▶ [Task requirements]: Summarize the Co-School article below in two sentences.

▶ [Excerpt provided]:
Co-School: Reimagining education

By Juliana Liévano Uribe October 5, 2017

Co-School focuses on teaching the necessary social and emotional skills people need to develop, as well as leadership skills Photo: Co-School

An imaginative approach to education mixes kids from different backgrounds and encourages them to work on their social and emotional skills as much as academic ones.

Co-School works to educate young people in Colombia by using a non-traditional education system that integrates students from all social and economic backgrounds with the intention of breaking down the gap between social classes.

Co-School works towards a vision that seeks to generate change in the education system, focussing on teaching the necessary social and emotional skills people need to develop, as well as leadership skills. This encourages students to see themselves as agents of change in society. Additionally, Co-School wants to connect young people with different realities so that they can feel, think and act in a more collective way.

Henry May, CEO and co-founder of Co-School, said: “By working on these skills with these kids, we’re preventing them from getting involved with gangs and bad situations. We see students that often in school don’t know where they’re going. Co-School helps them discover their true passion, guides them. We empower them, light an inner fire in them.”

Unlike other organisations, Co-School doesn’t have to ask for donations because it has a partnership with suntan lotion company Banana Boat. It’s good for both, as Co-School will help Banana Boat with the company’s social commitment, and Banana Boat funds Co-School.

▶ [Supplied records]:
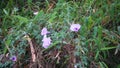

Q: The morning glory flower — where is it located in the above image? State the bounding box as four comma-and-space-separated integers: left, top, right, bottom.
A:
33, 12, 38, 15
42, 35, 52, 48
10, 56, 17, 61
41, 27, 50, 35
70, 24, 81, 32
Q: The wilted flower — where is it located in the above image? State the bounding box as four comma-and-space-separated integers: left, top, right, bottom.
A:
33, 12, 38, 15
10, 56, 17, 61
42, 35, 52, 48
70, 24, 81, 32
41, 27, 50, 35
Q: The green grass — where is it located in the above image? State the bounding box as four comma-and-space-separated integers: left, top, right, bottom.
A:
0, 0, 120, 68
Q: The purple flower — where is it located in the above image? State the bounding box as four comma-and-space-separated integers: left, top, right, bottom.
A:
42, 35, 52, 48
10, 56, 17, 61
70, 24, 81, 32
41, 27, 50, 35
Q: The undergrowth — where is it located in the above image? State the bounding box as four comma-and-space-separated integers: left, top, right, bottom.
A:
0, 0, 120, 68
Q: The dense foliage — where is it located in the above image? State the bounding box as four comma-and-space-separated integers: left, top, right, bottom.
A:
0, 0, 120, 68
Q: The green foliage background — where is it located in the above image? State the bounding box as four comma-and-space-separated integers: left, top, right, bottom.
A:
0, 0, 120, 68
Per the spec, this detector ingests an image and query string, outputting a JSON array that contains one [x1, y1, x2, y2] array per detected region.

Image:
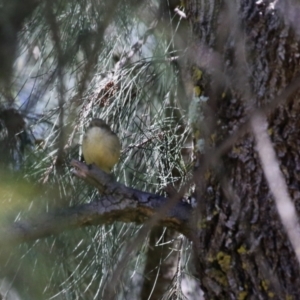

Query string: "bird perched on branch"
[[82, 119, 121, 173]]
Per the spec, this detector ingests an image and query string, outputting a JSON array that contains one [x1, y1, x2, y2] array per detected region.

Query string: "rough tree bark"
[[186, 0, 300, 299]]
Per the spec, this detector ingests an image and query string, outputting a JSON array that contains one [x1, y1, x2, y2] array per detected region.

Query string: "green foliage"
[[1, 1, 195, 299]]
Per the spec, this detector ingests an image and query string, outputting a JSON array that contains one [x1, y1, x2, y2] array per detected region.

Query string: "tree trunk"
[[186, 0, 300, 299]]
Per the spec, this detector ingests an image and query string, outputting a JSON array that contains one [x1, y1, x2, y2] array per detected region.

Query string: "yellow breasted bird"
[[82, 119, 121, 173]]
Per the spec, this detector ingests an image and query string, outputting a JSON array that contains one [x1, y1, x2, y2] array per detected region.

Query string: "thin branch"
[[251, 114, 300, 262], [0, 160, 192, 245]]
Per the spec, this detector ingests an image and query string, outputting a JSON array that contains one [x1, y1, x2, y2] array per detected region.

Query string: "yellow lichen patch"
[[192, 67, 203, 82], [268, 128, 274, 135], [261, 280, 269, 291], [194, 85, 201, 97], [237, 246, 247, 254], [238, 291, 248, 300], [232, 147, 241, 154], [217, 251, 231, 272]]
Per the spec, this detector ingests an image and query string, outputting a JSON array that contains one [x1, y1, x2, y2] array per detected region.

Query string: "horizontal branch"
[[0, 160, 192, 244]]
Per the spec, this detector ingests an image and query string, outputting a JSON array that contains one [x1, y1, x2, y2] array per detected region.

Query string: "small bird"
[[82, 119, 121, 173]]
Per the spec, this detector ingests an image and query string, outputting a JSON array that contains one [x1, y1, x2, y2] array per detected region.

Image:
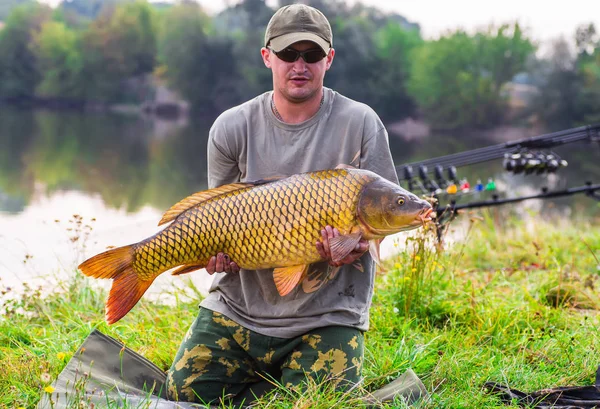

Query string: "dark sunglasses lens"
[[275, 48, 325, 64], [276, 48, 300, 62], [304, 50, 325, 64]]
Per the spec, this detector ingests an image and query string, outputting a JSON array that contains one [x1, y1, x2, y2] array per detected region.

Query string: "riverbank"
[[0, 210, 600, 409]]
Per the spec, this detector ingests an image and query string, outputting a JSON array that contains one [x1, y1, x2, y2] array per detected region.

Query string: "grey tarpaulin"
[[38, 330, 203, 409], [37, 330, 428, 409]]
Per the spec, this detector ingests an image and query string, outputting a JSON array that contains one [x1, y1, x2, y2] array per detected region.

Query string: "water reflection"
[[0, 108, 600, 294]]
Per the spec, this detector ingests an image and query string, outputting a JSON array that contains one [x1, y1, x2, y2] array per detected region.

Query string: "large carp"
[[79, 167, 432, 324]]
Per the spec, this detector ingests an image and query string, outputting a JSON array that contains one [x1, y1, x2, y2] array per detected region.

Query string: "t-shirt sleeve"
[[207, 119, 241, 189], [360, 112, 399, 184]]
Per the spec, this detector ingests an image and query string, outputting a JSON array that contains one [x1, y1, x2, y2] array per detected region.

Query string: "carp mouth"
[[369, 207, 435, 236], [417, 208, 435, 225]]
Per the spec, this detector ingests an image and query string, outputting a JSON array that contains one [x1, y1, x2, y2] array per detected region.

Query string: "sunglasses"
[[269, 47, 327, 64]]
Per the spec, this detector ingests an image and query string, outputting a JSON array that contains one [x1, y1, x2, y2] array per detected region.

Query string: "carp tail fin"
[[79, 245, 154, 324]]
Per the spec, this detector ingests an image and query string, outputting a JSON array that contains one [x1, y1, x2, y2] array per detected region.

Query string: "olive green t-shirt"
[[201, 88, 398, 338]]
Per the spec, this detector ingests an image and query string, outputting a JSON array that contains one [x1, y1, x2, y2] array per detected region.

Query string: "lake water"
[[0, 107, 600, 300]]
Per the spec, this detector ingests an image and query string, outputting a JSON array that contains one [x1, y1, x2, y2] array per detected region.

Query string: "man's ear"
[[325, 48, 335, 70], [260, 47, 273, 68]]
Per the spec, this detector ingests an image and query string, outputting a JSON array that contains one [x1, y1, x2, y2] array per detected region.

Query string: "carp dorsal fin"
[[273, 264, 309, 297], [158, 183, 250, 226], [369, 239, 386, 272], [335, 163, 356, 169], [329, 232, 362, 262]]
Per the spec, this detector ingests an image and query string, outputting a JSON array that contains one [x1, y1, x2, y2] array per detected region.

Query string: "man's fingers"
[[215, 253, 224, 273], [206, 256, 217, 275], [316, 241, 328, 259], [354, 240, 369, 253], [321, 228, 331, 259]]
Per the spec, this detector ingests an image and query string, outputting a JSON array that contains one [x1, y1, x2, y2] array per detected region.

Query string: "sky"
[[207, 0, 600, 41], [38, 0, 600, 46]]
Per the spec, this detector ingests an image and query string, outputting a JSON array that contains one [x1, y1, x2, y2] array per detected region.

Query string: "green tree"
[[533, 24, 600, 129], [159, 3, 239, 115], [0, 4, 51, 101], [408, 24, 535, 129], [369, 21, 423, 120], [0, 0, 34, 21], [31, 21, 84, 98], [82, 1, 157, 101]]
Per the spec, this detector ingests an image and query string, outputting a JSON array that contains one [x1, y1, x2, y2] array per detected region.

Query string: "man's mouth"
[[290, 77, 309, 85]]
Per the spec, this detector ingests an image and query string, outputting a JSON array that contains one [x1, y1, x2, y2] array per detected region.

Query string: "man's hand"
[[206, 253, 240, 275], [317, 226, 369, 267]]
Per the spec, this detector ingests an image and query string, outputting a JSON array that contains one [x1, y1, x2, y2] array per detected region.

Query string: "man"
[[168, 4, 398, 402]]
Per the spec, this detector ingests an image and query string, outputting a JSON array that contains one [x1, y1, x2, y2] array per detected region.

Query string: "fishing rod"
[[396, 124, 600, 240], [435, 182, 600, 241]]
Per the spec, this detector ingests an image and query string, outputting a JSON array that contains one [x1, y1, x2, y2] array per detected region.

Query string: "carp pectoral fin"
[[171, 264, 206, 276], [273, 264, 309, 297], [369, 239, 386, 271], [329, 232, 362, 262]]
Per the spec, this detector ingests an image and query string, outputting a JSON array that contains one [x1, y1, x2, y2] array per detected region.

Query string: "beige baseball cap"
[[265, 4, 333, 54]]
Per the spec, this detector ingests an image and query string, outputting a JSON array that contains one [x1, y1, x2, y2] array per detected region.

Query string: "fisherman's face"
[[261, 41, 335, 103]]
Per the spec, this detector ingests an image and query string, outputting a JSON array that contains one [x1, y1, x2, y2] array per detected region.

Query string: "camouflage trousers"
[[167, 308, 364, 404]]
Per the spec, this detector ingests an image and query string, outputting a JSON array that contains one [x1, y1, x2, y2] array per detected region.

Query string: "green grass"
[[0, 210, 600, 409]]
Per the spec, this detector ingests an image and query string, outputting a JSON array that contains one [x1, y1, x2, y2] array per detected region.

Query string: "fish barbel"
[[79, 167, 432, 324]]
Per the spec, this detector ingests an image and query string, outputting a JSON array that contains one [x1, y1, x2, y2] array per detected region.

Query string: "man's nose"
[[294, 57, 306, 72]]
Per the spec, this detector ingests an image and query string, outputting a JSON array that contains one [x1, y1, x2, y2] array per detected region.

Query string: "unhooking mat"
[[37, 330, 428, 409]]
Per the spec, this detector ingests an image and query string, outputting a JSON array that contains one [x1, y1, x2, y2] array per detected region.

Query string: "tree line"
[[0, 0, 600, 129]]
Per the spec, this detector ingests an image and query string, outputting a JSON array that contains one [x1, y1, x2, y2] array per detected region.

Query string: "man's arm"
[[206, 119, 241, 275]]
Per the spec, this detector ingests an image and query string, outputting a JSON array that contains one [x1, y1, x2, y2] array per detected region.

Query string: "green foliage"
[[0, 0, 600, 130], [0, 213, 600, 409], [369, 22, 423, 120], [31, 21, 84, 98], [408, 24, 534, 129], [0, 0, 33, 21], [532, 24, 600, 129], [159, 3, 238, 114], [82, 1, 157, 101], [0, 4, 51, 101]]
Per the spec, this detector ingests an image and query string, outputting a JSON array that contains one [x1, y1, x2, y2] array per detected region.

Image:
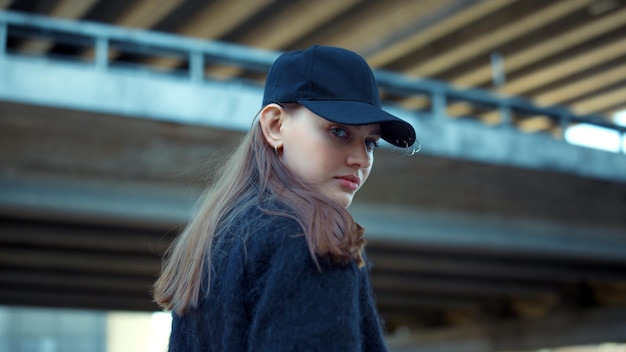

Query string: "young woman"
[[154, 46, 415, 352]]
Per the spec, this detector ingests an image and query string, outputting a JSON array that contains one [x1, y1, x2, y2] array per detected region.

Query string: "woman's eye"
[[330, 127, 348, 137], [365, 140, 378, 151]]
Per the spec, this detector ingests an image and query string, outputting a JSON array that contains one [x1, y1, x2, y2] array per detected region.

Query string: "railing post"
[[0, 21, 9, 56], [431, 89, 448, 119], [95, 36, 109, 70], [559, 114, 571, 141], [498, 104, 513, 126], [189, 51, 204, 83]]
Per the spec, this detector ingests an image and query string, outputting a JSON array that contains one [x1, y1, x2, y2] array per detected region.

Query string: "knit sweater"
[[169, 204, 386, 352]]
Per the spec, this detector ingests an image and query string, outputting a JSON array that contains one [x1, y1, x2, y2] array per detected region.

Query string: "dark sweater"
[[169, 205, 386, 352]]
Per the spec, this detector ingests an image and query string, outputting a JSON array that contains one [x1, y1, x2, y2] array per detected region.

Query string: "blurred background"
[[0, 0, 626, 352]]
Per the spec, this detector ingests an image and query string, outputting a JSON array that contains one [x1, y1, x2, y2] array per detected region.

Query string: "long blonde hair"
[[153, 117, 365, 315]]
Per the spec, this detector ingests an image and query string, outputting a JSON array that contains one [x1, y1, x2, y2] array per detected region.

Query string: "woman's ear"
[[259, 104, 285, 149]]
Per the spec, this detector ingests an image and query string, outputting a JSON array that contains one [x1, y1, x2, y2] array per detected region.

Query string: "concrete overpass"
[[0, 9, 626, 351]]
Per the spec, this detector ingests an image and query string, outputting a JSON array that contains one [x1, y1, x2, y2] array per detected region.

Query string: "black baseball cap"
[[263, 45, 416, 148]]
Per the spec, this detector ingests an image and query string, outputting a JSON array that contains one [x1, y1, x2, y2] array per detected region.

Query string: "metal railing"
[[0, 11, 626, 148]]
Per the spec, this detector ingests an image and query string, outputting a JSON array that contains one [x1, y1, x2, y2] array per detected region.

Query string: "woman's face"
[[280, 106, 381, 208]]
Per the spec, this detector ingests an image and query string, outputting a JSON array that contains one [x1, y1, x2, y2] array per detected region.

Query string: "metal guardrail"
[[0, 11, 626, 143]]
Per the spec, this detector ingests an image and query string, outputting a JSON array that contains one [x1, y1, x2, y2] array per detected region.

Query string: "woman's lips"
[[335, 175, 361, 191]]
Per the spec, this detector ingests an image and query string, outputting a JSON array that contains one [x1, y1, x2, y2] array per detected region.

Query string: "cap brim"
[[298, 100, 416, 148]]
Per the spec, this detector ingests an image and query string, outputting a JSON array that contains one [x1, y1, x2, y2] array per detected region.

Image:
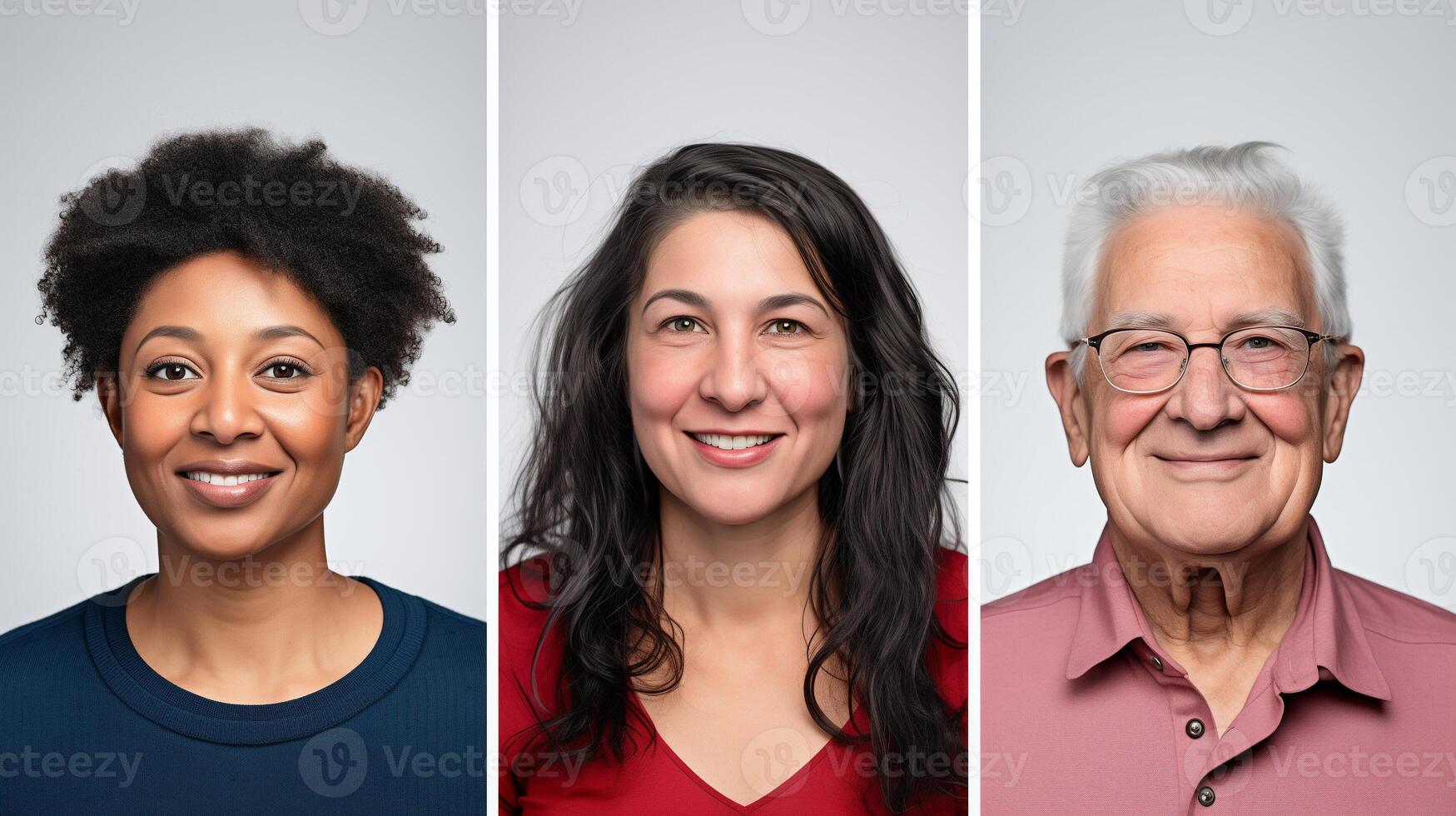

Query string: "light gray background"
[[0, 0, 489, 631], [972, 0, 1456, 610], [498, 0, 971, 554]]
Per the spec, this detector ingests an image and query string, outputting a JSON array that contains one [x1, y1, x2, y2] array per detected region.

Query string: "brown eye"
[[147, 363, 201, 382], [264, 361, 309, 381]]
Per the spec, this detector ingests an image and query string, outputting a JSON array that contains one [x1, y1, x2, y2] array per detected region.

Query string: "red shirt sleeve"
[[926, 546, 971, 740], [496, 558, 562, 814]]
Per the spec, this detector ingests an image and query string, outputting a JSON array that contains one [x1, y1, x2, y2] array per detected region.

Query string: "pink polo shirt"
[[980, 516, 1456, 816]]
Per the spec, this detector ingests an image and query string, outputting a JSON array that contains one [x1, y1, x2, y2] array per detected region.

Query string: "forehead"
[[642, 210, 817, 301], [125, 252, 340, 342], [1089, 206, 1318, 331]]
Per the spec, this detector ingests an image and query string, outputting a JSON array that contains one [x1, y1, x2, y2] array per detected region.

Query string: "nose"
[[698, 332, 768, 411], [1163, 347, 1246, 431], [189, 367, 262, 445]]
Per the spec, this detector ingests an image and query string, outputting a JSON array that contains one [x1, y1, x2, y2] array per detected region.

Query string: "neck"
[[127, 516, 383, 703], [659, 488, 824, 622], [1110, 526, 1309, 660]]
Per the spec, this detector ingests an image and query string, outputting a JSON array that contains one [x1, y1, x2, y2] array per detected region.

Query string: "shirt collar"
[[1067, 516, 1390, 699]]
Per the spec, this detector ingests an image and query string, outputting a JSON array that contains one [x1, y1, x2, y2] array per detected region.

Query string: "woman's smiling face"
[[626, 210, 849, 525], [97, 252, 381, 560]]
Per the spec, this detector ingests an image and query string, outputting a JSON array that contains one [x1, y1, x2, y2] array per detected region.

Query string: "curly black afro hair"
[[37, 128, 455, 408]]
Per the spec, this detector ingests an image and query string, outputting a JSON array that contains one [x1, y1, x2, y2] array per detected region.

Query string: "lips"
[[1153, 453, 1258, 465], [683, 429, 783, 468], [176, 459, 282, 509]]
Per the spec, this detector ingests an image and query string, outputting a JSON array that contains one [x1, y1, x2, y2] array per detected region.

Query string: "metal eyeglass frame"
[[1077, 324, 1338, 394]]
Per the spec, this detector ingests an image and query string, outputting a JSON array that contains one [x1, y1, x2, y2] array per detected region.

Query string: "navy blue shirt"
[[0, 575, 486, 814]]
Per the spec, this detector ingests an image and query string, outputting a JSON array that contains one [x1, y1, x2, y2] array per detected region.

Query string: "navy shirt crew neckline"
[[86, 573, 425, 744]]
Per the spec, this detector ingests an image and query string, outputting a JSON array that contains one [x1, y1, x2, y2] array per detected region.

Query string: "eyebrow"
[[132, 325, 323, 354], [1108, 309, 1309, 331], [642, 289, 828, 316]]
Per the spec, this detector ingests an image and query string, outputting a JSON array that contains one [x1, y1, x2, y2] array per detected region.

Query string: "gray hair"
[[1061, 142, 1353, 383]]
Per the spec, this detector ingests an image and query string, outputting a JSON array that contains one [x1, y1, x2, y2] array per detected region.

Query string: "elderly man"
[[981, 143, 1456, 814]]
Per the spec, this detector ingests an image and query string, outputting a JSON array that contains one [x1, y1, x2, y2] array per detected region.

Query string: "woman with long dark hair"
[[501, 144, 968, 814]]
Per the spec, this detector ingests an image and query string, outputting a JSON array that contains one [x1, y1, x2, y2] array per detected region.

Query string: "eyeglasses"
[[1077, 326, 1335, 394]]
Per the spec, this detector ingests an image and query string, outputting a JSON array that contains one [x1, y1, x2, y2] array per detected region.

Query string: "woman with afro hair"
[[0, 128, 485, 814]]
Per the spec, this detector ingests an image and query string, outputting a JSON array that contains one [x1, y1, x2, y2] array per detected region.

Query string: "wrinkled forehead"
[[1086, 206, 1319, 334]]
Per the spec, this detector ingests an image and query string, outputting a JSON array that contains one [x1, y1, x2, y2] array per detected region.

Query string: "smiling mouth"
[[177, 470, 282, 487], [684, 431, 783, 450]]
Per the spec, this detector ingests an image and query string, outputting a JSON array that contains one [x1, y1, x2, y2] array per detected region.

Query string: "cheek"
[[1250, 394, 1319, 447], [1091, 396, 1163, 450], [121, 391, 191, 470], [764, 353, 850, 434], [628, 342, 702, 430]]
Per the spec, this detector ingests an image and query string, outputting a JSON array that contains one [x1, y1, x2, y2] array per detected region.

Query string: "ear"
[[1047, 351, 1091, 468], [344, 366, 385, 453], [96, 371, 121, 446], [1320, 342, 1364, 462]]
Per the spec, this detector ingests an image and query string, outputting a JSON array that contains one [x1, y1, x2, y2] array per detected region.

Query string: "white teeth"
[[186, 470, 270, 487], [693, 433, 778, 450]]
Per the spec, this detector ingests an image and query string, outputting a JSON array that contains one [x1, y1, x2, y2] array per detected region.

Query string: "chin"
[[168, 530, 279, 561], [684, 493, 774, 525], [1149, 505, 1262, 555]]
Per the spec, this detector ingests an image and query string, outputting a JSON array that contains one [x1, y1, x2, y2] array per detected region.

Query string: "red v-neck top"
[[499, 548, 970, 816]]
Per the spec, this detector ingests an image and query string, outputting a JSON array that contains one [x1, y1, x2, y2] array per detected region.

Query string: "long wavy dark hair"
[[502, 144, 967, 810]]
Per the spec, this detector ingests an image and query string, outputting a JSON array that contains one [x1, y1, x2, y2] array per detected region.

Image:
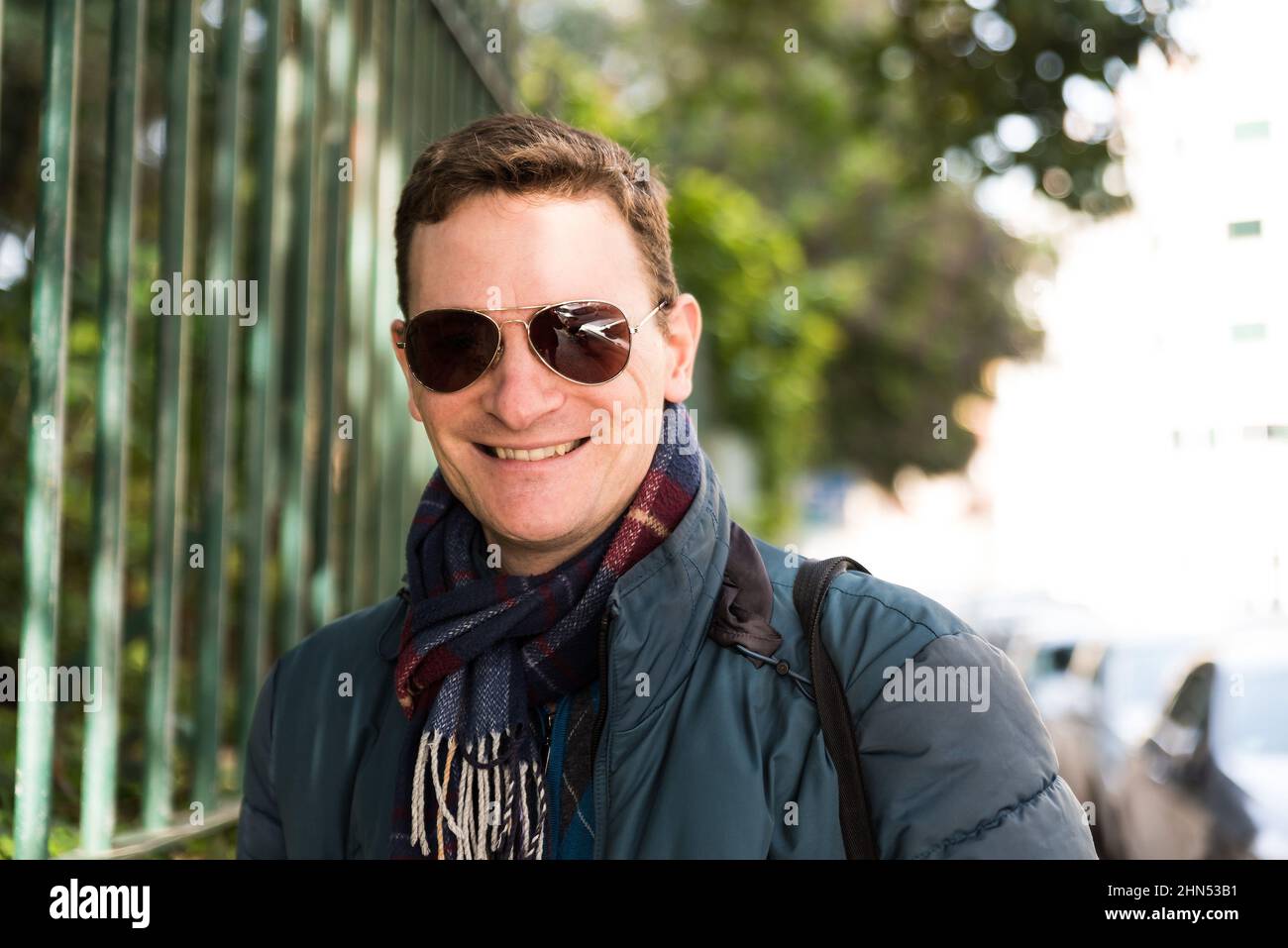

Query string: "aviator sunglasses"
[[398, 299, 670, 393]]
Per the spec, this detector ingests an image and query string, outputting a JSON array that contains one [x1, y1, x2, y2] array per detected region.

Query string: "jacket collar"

▶ [Solution]: Co-School educates young people in Colombia through a non-traditional system that brings together students from all social and economic backgrounds to close the gap between social classes, and it teaches social, emotional, and leadership skills so they see themselves as agents of change. Its CEO and co-founder, Henry May, says this work keeps students away from gangs and helps them discover their true passion, and the organization is funded through a partnership with Banana Boat rather than through donations.